• Document segment:
While Alice still has most of her marbles she tries to prepare for the time when she will not be able to look after herself. Under the pretence that she is looking for a place for her father she visits a retirement home which specialises in dementia cases to get an idea of what the future will hold and comes away dismayed by what she sees, a host of people defrocked of their dignity and purpose. Perhaps prompted by this dismal future she leaves a message for herself on her computer giving her future self instructions about what to do when she can no longer answer questions such as “Who is your eldest daughter?” These instructions consist of telling her where to find a bottle of pills (which will kill her if they are all taken in one go) and to swallow the lot.

As her state worsens Alice forgets the recording giving her the instructions to kill her self, but inadvertently clicks on the computer file containing it when she is already well advanced in the decline of her mental powers. She makes several abortive starts to find the pills because she keeps forgetting the instructions to find them. Eventually Alice finds the bottle, but just as she is about to take the pills someone returns to the house and the sound of them causes her to spill them onto the floor. The interruption causes her to forget why she was holding the pills and her chance of escape from an increasingly undignified existence is lost without her even knowing that it existed.

Alice’s family are not outrageously unsympathetic, but most of them display a greater concern for their own lives which leads them to behave selfishly in the face of   Alice’s growing needs. Her husband John, a medical research scientist is negotiating a deal with the Mayo Clinic and eventually leaves his wife to take up a post a couple of hundred miles away, the elder daughter Anna is preoccupied with her pregnancy and the youngest daughter Lydia displays the selfishness and lack of patience of a moody teenager, although in the end she returns to look after her mother.

• Record excerpts:
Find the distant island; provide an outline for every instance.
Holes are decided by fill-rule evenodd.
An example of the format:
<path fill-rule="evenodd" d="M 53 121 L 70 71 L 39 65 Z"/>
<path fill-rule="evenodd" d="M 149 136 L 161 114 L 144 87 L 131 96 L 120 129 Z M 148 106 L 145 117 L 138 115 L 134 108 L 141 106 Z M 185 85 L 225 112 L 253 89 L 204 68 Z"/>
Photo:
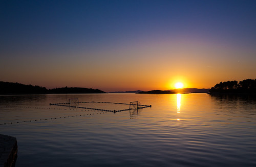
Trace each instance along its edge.
<path fill-rule="evenodd" d="M 150 91 L 141 91 L 138 94 L 175 94 L 175 93 L 206 93 L 209 92 L 209 89 L 183 88 L 169 90 L 166 91 L 153 90 Z"/>
<path fill-rule="evenodd" d="M 209 94 L 256 95 L 256 79 L 220 82 L 212 87 Z"/>
<path fill-rule="evenodd" d="M 208 93 L 209 89 L 198 89 L 198 88 L 183 88 L 183 89 L 176 89 L 169 90 L 168 91 L 174 92 L 175 93 Z"/>
<path fill-rule="evenodd" d="M 150 91 L 141 91 L 137 94 L 174 94 L 175 92 L 169 91 L 153 90 Z"/>
<path fill-rule="evenodd" d="M 68 93 L 106 93 L 99 89 L 84 88 L 65 88 L 47 89 L 38 86 L 0 81 L 0 94 L 39 94 Z"/>
<path fill-rule="evenodd" d="M 141 90 L 137 90 L 137 91 L 117 91 L 117 92 L 111 92 L 109 93 L 138 93 L 142 92 L 142 91 Z"/>

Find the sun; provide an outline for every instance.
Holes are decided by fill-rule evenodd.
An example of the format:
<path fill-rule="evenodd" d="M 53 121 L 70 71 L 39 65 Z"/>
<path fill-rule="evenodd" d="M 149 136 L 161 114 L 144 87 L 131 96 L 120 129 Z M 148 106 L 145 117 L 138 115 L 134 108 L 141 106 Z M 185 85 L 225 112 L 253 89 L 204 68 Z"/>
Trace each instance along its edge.
<path fill-rule="evenodd" d="M 175 87 L 176 89 L 181 89 L 183 88 L 184 85 L 181 82 L 177 82 L 175 84 Z"/>

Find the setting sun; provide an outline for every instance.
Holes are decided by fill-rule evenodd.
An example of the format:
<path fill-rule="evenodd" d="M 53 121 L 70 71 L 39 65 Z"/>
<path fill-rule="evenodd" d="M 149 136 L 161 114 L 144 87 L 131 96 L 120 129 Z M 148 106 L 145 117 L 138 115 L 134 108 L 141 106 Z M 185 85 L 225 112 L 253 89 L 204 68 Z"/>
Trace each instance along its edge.
<path fill-rule="evenodd" d="M 175 84 L 175 87 L 176 89 L 181 89 L 183 88 L 184 85 L 181 82 L 177 82 Z"/>

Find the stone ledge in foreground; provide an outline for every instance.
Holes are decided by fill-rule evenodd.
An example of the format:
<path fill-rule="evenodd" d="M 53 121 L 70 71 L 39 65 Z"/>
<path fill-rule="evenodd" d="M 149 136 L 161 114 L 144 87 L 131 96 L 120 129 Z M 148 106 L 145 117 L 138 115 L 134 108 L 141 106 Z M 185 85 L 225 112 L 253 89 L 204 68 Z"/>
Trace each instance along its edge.
<path fill-rule="evenodd" d="M 18 146 L 14 137 L 0 134 L 0 167 L 11 167 L 15 164 Z"/>

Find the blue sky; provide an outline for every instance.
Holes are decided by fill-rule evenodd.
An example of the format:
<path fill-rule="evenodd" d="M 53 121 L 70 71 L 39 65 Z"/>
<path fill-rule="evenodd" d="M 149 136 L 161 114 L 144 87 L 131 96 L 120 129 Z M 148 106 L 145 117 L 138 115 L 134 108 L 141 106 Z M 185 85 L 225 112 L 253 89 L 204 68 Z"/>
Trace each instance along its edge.
<path fill-rule="evenodd" d="M 253 78 L 255 18 L 254 1 L 2 1 L 0 80 L 119 90 L 167 88 L 179 76 L 208 88 Z M 179 62 L 196 66 L 179 70 Z M 205 80 L 198 65 L 207 63 L 214 78 L 192 81 Z"/>

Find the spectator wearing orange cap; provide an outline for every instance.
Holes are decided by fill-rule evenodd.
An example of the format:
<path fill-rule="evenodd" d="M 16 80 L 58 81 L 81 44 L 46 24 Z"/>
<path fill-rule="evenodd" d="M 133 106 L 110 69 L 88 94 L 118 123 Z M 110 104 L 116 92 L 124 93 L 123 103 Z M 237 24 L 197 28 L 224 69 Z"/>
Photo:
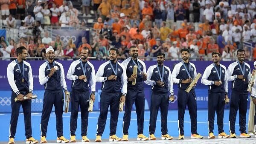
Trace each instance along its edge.
<path fill-rule="evenodd" d="M 102 19 L 101 17 L 98 18 L 97 23 L 94 23 L 93 25 L 93 30 L 96 31 L 97 33 L 99 33 L 101 30 L 103 28 L 103 23 L 102 23 Z"/>
<path fill-rule="evenodd" d="M 218 52 L 219 47 L 218 44 L 215 43 L 215 40 L 213 38 L 210 39 L 210 43 L 207 46 L 207 56 L 209 60 L 212 59 L 212 52 Z"/>
<path fill-rule="evenodd" d="M 113 32 L 116 30 L 117 32 L 117 33 L 119 34 L 121 29 L 122 28 L 122 26 L 118 23 L 118 19 L 115 18 L 114 20 L 114 23 L 112 24 Z"/>
<path fill-rule="evenodd" d="M 160 28 L 160 37 L 161 40 L 164 41 L 168 37 L 168 35 L 172 32 L 173 31 L 172 29 L 167 27 L 165 22 L 162 23 L 162 27 Z"/>
<path fill-rule="evenodd" d="M 153 9 L 152 8 L 148 6 L 148 3 L 145 2 L 144 3 L 144 8 L 142 10 L 141 12 L 143 18 L 145 18 L 146 15 L 149 15 L 151 17 L 153 15 Z"/>
<path fill-rule="evenodd" d="M 143 37 L 143 35 L 140 33 L 140 30 L 138 29 L 137 29 L 136 32 L 137 33 L 133 36 L 134 38 L 139 40 L 141 42 L 143 41 L 144 37 Z"/>
<path fill-rule="evenodd" d="M 189 33 L 189 31 L 188 29 L 185 26 L 184 23 L 181 23 L 181 26 L 182 27 L 178 30 L 180 38 L 182 37 L 186 38 L 187 34 Z"/>
<path fill-rule="evenodd" d="M 105 20 L 107 16 L 109 14 L 111 9 L 110 4 L 107 2 L 107 0 L 102 0 L 102 2 L 99 5 L 98 9 L 99 10 L 99 15 L 103 20 Z"/>

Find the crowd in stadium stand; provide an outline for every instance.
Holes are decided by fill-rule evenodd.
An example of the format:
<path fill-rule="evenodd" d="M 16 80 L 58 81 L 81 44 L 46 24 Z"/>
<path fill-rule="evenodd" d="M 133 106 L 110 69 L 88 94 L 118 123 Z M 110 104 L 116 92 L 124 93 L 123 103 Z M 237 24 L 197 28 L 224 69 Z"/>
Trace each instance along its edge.
<path fill-rule="evenodd" d="M 81 9 L 72 1 L 63 0 L 1 0 L 1 19 L 7 28 L 15 28 L 21 20 L 20 40 L 1 37 L 0 56 L 15 57 L 15 49 L 23 46 L 30 57 L 45 58 L 49 46 L 56 50 L 55 57 L 78 58 L 84 46 L 91 56 L 102 60 L 113 46 L 119 49 L 120 59 L 129 56 L 129 48 L 136 45 L 139 55 L 155 57 L 164 52 L 166 58 L 180 58 L 180 50 L 188 48 L 191 59 L 211 59 L 218 52 L 223 60 L 234 60 L 238 49 L 246 51 L 246 59 L 256 59 L 256 47 L 244 46 L 244 42 L 256 41 L 256 0 L 82 0 Z M 94 12 L 93 13 L 91 12 Z M 45 26 L 83 29 L 87 25 L 79 19 L 97 20 L 92 28 L 92 39 L 86 37 L 75 45 L 72 39 L 65 44 L 60 36 L 52 39 Z"/>

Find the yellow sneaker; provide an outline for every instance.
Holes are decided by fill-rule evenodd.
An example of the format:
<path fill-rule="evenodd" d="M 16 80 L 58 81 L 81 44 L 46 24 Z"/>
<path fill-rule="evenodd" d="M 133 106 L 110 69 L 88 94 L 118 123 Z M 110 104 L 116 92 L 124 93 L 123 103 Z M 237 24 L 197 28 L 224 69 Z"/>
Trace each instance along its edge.
<path fill-rule="evenodd" d="M 40 141 L 41 144 L 44 143 L 47 143 L 47 141 L 46 141 L 46 138 L 45 138 L 45 136 L 42 136 L 41 137 L 41 141 Z"/>
<path fill-rule="evenodd" d="M 213 135 L 213 133 L 210 132 L 209 133 L 209 136 L 208 136 L 208 138 L 215 138 L 215 136 Z"/>
<path fill-rule="evenodd" d="M 137 137 L 137 141 L 147 141 L 148 140 L 148 138 L 145 136 L 142 133 L 138 135 Z"/>
<path fill-rule="evenodd" d="M 236 134 L 235 133 L 230 133 L 230 138 L 236 138 Z"/>
<path fill-rule="evenodd" d="M 66 143 L 69 142 L 69 140 L 68 139 L 66 139 L 64 136 L 61 136 L 59 138 L 57 138 L 57 143 Z"/>
<path fill-rule="evenodd" d="M 30 138 L 26 139 L 26 144 L 37 144 L 38 143 L 38 141 L 36 140 L 32 137 L 31 137 Z"/>
<path fill-rule="evenodd" d="M 70 142 L 76 142 L 76 135 L 70 136 Z"/>
<path fill-rule="evenodd" d="M 250 135 L 246 133 L 240 134 L 240 138 L 250 138 Z"/>
<path fill-rule="evenodd" d="M 219 133 L 218 138 L 229 138 L 230 135 L 227 135 L 226 133 L 223 132 L 221 133 Z"/>
<path fill-rule="evenodd" d="M 173 137 L 168 134 L 162 135 L 161 138 L 162 140 L 169 140 L 173 138 Z"/>
<path fill-rule="evenodd" d="M 109 141 L 120 141 L 122 139 L 118 137 L 116 135 L 109 136 Z"/>
<path fill-rule="evenodd" d="M 9 138 L 9 142 L 8 142 L 8 144 L 14 144 L 14 138 Z"/>
<path fill-rule="evenodd" d="M 155 140 L 157 139 L 157 138 L 154 136 L 154 134 L 151 134 L 149 135 L 149 140 Z"/>
<path fill-rule="evenodd" d="M 101 136 L 96 135 L 96 139 L 95 139 L 95 142 L 102 142 Z"/>
<path fill-rule="evenodd" d="M 191 139 L 202 139 L 203 138 L 203 137 L 202 136 L 199 135 L 197 133 L 192 134 L 191 136 L 190 137 L 190 138 L 191 138 Z"/>
<path fill-rule="evenodd" d="M 82 136 L 82 140 L 81 141 L 82 142 L 90 142 L 90 140 L 86 136 Z"/>
<path fill-rule="evenodd" d="M 122 141 L 128 141 L 128 135 L 123 135 L 123 137 L 122 138 Z"/>
<path fill-rule="evenodd" d="M 180 135 L 180 134 L 179 135 L 179 138 L 178 139 L 184 139 L 185 137 L 184 137 L 184 135 Z"/>

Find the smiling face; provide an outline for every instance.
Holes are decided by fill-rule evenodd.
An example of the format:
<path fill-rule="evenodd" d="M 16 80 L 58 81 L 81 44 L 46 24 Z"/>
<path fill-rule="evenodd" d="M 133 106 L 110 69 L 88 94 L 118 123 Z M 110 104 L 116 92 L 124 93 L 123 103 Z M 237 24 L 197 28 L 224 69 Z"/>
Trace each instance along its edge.
<path fill-rule="evenodd" d="M 54 52 L 53 51 L 49 51 L 45 54 L 47 60 L 52 60 L 54 59 Z"/>
<path fill-rule="evenodd" d="M 212 61 L 214 63 L 216 63 L 220 61 L 221 58 L 218 54 L 214 54 L 212 56 Z"/>
<path fill-rule="evenodd" d="M 109 60 L 112 61 L 116 60 L 117 58 L 117 54 L 116 51 L 111 50 L 109 51 Z"/>
<path fill-rule="evenodd" d="M 187 51 L 183 51 L 181 52 L 181 58 L 183 60 L 186 60 L 190 57 L 190 55 Z"/>
<path fill-rule="evenodd" d="M 139 54 L 138 52 L 139 50 L 138 50 L 137 47 L 133 47 L 130 49 L 130 51 L 129 51 L 129 54 L 131 55 L 131 56 L 134 58 L 137 58 L 138 56 L 139 56 Z"/>
<path fill-rule="evenodd" d="M 89 54 L 89 51 L 88 49 L 82 49 L 80 56 L 81 58 L 83 60 L 86 60 L 88 57 L 88 55 Z"/>

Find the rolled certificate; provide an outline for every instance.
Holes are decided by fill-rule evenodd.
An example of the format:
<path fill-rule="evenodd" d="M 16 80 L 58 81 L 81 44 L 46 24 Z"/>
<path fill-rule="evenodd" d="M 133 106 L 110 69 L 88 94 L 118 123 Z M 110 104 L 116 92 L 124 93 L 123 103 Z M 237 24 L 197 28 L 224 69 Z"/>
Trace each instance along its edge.
<path fill-rule="evenodd" d="M 122 102 L 120 101 L 120 104 L 119 104 L 119 111 L 122 112 L 124 104 L 122 103 Z"/>
<path fill-rule="evenodd" d="M 88 111 L 90 112 L 93 111 L 93 101 L 92 99 L 90 100 L 90 102 L 89 103 L 89 108 L 88 109 Z"/>
<path fill-rule="evenodd" d="M 65 110 L 64 112 L 67 113 L 68 112 L 68 108 L 69 107 L 69 102 L 70 99 L 70 93 L 67 92 L 65 96 Z"/>
<path fill-rule="evenodd" d="M 186 89 L 186 92 L 189 92 L 190 90 L 191 90 L 193 87 L 194 87 L 194 85 L 195 84 L 197 83 L 198 81 L 198 80 L 199 78 L 200 78 L 201 76 L 202 76 L 202 75 L 201 75 L 201 73 L 198 73 L 195 78 L 195 79 L 193 81 L 192 81 L 192 82 L 191 82 L 191 83 L 190 83 L 190 84 L 189 84 L 189 86 L 188 86 L 188 87 L 187 87 L 187 88 Z"/>
<path fill-rule="evenodd" d="M 252 84 L 254 82 L 254 79 L 255 78 L 255 73 L 256 72 L 256 70 L 253 70 L 253 72 L 252 73 L 252 76 L 251 77 L 251 79 L 250 80 L 250 82 L 248 84 L 248 88 L 247 91 L 251 92 L 252 91 Z"/>
<path fill-rule="evenodd" d="M 138 66 L 135 65 L 134 66 L 134 71 L 132 73 L 133 75 L 136 75 L 137 74 L 137 69 L 138 69 Z M 133 85 L 135 85 L 136 84 L 136 79 L 135 79 L 134 80 L 132 81 L 132 83 L 131 84 Z"/>
<path fill-rule="evenodd" d="M 37 98 L 36 95 L 32 95 L 32 99 L 35 99 L 36 98 Z M 26 101 L 28 100 L 27 97 L 24 97 L 23 98 L 24 99 L 24 101 Z M 15 99 L 14 99 L 14 101 L 15 101 L 15 102 L 20 101 L 20 100 L 19 99 L 19 98 L 15 98 Z"/>

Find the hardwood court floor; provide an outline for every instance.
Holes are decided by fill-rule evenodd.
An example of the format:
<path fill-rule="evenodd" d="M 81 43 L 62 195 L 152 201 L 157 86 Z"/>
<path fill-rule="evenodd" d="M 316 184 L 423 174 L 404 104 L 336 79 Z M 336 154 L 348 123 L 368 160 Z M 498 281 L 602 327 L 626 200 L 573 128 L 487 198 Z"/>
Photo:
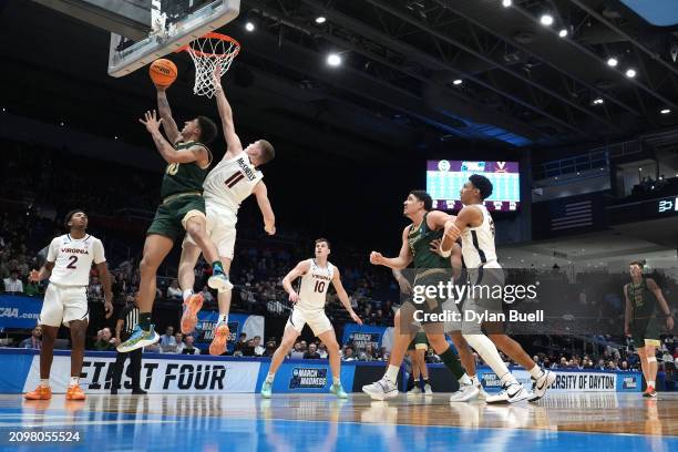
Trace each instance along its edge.
<path fill-rule="evenodd" d="M 11 432 L 79 432 L 27 443 Z M 0 396 L 0 450 L 678 451 L 678 393 L 548 394 L 538 404 L 449 403 L 448 394 L 373 402 L 318 394 Z"/>

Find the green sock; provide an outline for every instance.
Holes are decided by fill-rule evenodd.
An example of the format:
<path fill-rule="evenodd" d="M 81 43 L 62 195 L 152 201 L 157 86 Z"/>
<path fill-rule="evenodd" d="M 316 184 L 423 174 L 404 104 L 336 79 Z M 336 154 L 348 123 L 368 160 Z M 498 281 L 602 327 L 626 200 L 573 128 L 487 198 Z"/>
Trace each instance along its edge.
<path fill-rule="evenodd" d="M 439 355 L 440 359 L 442 359 L 443 363 L 448 369 L 452 371 L 455 379 L 460 379 L 466 373 L 466 371 L 461 367 L 461 362 L 459 362 L 459 358 L 450 347 L 445 351 Z"/>
<path fill-rule="evenodd" d="M 144 331 L 148 331 L 151 329 L 151 312 L 140 312 L 140 315 L 138 315 L 138 326 Z"/>

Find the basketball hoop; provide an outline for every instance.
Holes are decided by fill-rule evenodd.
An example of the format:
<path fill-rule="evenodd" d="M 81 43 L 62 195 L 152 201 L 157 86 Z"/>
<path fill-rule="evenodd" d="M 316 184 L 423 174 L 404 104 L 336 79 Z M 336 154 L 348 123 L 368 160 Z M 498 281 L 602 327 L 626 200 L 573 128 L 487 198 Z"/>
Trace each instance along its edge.
<path fill-rule="evenodd" d="M 216 89 L 214 75 L 217 68 L 220 79 L 240 51 L 240 44 L 226 34 L 213 32 L 196 39 L 182 50 L 188 52 L 195 63 L 193 93 L 212 97 Z"/>

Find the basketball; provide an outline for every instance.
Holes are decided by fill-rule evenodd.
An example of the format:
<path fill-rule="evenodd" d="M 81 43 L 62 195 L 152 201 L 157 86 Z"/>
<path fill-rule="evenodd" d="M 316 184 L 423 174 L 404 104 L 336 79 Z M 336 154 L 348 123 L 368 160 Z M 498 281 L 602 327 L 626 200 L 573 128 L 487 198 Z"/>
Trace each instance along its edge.
<path fill-rule="evenodd" d="M 176 64 L 167 59 L 161 58 L 151 63 L 148 73 L 156 86 L 170 86 L 176 80 Z"/>

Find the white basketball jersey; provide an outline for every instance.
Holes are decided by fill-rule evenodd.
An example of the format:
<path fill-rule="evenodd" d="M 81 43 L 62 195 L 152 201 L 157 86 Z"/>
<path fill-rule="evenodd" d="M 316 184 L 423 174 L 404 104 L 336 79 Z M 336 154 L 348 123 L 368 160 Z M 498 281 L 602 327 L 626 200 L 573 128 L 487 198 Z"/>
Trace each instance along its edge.
<path fill-rule="evenodd" d="M 92 263 L 105 260 L 103 244 L 96 237 L 89 234 L 83 238 L 73 238 L 70 234 L 55 237 L 48 251 L 48 261 L 54 263 L 50 282 L 86 286 L 90 284 Z"/>
<path fill-rule="evenodd" d="M 323 309 L 327 289 L 335 276 L 335 267 L 327 263 L 327 268 L 321 268 L 316 265 L 316 259 L 308 260 L 310 269 L 301 276 L 297 306 L 301 309 Z"/>
<path fill-rule="evenodd" d="M 255 168 L 249 155 L 243 152 L 235 158 L 217 163 L 205 178 L 203 195 L 207 202 L 237 212 L 261 178 L 264 173 Z"/>
<path fill-rule="evenodd" d="M 483 223 L 468 227 L 462 234 L 462 256 L 466 268 L 500 268 L 494 249 L 494 222 L 482 204 L 475 204 L 483 213 Z"/>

• What to do:
A. In the passage about Alice, which institution is her husband John negotiating a deal with?
B. Do these statements agree with the passage about Alice? Answer yes or no for each, quoting the words of the passage that decide it.
(i) Alice visits the retirement home claiming to look for a place for her father.
(ii) Alice swallows the pills after finding the bottle.
(iii) Lydia never comes back to care for her mother.
C. Rewrite the paragraph of the passage about Alice that begins "Alice's family are not outrageously unsympathetic" as a short list that keeps its main facts.

• Solutions to the problems:
A. The Mayo Clinic.

B.
(i) Yes: "Under the pretence that she is looking for a place for her father she visits a retirement home"
(ii) No: "the sound of them causes her to spill them onto the floor"
(iii) No: "although in the end she returns to look after her mother"

C.
Alice's family are not outrageously unsympathetic, but most put their own lives first and behave selfishly as her needs grow:
- John, her husband and a medical research scientist, negotiates a deal with the Mayo Clinic and eventually leaves for a post a couple of hundred miles away.
- Anna, the elder daughter, is preoccupied with her pregnancy.
- Lydia, the youngest daughter, shows a moody teenager's selfishness and impatience, but in the end returns to look after her mother.